[start]

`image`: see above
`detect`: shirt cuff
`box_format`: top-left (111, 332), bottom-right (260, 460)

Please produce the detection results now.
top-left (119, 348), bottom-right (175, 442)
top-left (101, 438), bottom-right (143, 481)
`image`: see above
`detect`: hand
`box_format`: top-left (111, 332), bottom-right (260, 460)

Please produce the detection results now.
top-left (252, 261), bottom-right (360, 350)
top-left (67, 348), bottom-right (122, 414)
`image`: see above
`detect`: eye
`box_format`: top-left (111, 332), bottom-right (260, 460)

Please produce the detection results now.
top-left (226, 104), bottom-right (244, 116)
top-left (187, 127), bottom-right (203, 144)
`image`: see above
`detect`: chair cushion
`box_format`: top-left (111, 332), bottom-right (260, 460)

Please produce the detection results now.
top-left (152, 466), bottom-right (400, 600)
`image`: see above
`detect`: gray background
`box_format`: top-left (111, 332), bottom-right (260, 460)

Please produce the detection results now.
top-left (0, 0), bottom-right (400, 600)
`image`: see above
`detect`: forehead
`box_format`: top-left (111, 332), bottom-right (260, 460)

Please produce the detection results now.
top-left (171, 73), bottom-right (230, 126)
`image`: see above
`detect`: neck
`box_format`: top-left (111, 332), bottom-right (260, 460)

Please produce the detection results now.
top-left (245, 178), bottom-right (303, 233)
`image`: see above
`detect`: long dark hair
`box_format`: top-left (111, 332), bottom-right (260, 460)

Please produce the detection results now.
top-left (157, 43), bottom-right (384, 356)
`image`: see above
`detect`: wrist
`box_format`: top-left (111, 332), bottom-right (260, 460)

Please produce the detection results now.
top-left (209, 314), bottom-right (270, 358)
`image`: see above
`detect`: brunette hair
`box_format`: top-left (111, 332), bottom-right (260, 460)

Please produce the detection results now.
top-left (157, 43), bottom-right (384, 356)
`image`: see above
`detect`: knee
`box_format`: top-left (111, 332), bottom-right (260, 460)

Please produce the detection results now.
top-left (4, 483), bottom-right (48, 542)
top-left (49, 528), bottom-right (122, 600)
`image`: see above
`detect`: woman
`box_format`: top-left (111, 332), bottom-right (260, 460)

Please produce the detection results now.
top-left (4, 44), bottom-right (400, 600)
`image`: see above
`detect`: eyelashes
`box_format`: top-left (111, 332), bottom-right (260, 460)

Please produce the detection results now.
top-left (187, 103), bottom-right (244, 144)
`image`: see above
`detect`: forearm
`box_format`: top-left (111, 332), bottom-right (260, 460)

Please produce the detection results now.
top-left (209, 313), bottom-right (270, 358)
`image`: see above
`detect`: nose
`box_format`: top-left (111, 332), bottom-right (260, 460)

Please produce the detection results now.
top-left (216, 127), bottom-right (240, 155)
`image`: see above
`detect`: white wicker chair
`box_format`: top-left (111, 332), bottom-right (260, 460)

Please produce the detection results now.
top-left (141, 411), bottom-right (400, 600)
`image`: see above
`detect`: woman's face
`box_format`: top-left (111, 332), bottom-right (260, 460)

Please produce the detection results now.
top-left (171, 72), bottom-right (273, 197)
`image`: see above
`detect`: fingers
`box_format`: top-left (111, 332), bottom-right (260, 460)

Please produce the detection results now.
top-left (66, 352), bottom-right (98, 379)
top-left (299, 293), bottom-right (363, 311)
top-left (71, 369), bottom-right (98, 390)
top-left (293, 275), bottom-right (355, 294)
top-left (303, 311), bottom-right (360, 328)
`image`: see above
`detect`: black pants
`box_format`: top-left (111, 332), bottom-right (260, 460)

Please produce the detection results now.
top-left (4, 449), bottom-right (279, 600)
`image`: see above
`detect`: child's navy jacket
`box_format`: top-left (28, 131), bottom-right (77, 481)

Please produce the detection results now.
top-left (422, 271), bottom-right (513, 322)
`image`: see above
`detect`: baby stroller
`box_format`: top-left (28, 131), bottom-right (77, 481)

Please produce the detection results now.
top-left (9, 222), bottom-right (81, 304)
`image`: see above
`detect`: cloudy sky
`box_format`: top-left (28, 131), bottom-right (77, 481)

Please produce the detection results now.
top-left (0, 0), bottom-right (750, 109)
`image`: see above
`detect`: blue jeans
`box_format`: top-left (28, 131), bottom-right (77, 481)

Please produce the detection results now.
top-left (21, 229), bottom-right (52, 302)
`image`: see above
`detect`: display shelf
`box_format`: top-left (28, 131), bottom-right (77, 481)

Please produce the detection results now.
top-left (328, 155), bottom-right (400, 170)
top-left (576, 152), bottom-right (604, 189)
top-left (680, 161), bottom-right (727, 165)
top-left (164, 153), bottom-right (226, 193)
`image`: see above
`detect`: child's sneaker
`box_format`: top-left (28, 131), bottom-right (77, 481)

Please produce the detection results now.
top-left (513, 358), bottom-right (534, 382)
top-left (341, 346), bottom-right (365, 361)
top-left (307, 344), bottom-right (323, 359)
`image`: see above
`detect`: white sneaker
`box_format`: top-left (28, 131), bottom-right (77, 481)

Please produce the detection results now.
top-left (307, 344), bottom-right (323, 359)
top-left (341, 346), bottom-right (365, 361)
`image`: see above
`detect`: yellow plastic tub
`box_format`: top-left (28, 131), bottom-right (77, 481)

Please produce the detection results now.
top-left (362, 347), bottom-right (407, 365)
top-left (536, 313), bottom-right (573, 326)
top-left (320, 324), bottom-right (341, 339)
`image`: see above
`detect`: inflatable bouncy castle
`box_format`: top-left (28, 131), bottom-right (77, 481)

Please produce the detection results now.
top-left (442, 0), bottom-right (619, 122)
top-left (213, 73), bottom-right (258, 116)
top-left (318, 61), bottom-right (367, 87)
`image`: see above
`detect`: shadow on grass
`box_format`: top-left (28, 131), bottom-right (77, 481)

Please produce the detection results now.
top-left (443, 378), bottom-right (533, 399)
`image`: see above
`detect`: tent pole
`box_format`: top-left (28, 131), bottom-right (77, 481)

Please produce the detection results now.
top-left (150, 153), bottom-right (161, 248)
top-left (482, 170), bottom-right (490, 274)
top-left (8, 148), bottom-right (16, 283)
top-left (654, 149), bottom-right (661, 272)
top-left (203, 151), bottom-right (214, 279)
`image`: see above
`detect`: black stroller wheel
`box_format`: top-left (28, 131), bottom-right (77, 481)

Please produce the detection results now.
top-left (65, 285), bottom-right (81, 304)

[end]

_THE PROBLEM:_ Count the lines of the records above that contain the string "sneaker". Treat uppercase and lowercase letters as different, and give only the number.

_ANSWER TO THE TASK:_ 2